◆ What this task involves
Output range, inclusive: from the line containing "column 371, row 54" to the line containing "column 233, row 198". Restate those lines from the data below word for word and only those.

* * * *

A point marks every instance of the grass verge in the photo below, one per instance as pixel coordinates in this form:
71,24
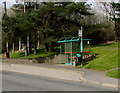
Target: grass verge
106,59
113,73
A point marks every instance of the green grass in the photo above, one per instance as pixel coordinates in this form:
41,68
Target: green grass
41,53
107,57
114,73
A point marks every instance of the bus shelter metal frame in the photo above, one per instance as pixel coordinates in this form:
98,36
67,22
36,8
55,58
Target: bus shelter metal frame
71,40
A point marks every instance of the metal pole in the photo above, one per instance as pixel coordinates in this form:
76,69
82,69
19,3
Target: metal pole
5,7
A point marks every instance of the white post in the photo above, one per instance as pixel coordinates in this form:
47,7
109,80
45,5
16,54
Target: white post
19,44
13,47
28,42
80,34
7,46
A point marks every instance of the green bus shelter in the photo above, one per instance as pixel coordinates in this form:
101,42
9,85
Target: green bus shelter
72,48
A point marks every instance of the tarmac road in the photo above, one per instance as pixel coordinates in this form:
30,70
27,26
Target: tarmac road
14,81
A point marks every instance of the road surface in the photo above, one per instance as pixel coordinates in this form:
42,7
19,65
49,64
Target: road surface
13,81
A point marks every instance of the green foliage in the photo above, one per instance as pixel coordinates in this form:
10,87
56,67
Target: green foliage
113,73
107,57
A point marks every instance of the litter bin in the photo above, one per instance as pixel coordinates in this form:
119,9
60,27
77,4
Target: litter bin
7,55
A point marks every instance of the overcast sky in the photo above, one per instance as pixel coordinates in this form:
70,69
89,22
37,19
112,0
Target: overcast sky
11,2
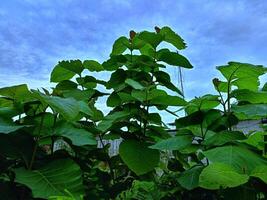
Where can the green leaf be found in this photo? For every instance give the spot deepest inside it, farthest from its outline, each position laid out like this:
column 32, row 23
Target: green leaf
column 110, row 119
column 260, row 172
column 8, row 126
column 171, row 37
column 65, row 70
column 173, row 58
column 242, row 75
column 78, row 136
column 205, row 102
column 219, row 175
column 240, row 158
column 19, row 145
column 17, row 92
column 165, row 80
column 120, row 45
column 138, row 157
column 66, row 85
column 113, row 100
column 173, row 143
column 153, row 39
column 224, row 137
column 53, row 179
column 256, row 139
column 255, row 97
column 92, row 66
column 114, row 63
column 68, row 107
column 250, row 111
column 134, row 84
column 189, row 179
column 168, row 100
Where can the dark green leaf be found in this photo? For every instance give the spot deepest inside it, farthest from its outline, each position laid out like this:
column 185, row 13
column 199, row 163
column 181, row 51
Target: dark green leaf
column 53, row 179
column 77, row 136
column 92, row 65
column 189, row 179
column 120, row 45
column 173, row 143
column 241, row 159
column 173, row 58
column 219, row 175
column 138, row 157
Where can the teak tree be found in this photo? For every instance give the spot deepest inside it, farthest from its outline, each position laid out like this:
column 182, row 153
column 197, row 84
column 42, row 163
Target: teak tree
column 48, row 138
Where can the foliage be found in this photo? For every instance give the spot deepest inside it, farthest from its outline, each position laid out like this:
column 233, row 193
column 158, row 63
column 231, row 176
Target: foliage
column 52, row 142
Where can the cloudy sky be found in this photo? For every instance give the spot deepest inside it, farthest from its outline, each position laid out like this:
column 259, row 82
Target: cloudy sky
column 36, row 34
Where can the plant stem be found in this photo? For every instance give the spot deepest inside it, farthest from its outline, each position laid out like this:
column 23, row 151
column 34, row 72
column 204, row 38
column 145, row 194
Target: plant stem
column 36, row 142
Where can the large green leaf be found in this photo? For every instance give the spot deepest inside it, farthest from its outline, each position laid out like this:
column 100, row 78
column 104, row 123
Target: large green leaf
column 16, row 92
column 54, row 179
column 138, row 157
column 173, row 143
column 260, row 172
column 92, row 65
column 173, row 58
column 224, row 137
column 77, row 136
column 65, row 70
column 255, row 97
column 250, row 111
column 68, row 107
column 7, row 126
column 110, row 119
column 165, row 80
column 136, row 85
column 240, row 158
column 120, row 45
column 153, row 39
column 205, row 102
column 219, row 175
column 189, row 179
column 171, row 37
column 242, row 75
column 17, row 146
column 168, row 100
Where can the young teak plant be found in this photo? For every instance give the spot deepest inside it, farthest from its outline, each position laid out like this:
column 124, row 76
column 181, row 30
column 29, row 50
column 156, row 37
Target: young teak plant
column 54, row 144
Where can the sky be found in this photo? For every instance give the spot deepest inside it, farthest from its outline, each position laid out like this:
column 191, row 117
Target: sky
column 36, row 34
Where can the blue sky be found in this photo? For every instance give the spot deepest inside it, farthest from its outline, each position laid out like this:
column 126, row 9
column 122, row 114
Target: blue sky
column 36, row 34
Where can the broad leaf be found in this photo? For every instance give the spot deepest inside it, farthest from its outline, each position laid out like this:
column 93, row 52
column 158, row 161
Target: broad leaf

* * * *

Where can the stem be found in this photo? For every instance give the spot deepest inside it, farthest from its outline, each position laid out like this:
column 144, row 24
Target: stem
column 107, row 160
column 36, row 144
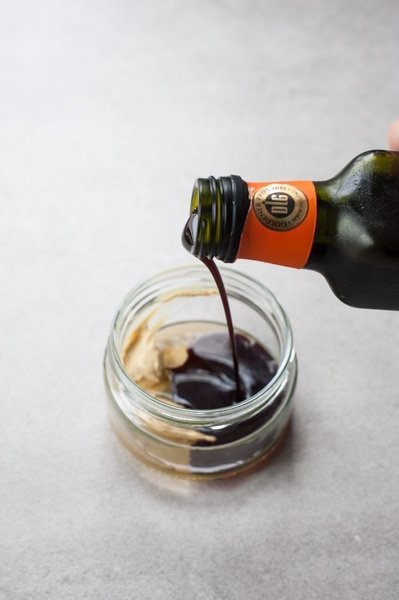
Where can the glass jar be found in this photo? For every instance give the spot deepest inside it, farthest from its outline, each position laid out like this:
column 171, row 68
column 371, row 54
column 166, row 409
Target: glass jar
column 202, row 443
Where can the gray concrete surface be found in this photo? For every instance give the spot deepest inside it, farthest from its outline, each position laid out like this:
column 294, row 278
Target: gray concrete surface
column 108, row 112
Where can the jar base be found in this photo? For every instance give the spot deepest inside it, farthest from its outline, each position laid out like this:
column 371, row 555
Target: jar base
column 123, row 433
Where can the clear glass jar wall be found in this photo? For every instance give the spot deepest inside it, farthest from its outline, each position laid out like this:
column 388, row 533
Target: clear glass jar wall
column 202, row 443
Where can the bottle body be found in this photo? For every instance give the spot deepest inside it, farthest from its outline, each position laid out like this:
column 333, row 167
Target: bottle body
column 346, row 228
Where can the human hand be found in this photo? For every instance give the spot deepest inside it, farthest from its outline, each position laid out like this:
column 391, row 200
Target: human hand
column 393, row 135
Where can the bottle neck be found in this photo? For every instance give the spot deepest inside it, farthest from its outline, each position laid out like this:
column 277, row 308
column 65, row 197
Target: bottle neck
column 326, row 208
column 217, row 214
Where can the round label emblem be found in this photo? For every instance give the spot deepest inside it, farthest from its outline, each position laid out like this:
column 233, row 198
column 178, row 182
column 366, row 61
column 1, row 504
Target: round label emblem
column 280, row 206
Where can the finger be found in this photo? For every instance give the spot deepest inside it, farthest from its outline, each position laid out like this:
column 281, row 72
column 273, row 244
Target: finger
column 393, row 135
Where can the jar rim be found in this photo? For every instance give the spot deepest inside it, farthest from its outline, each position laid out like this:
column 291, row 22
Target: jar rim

* * * *

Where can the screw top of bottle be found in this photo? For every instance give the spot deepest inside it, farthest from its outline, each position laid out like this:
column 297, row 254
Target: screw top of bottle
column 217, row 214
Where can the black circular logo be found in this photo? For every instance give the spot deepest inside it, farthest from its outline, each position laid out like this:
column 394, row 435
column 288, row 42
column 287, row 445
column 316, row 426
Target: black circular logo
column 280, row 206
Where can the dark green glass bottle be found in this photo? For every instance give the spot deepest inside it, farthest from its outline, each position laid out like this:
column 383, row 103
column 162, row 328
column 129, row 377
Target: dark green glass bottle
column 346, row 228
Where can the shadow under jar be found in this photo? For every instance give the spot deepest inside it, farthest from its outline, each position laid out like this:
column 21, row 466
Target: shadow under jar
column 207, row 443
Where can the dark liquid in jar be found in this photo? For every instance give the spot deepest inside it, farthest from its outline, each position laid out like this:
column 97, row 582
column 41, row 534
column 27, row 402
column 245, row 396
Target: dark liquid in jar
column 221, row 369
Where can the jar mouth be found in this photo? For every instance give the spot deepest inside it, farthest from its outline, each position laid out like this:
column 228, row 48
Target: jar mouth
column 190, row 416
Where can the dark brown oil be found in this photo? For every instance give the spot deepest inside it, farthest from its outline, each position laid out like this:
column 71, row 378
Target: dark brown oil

* * * *

◆ Task solution
column 371, row 54
column 166, row 409
Target: glass jar
column 202, row 443
Where can the gray concrete surface be found in this photo? For every instance give the spot deepest inside it, farthest from its outline, each position laid out like this:
column 294, row 278
Target: gray concrete surface
column 108, row 112
Where can the jar base be found in this photo? For every instance give the spot deepest inside it, farthest from its outline, each position laid out like this:
column 371, row 555
Target: jar base
column 123, row 433
Where can the clear glass jar wall be found in this photo? For every instance give the spot deepest inside it, farthest from its outline, each position laid out like this:
column 388, row 533
Target: clear glass jar wall
column 202, row 443
Where can the bottle body be found in this photo? For every instance give the spot deepest inside it, farthest from its outline, each position laid out like this:
column 333, row 167
Target: bottle body
column 346, row 228
Where can the human hand be found in this photo? For every instance give the spot deepest inside it, farthest from its outline, each position laid out like this:
column 391, row 200
Target: human hand
column 393, row 135
Where can the bottle neck be found in this photo? For every instance give the spot deepest inside it, farthest from its outline, each position laid out like this:
column 277, row 308
column 65, row 197
Target: bottle neck
column 326, row 208
column 217, row 214
Where can the round label emblem be found in this photo? For every instance give the spot deepest inside it, farthest from its outline, each position laid out like this:
column 233, row 198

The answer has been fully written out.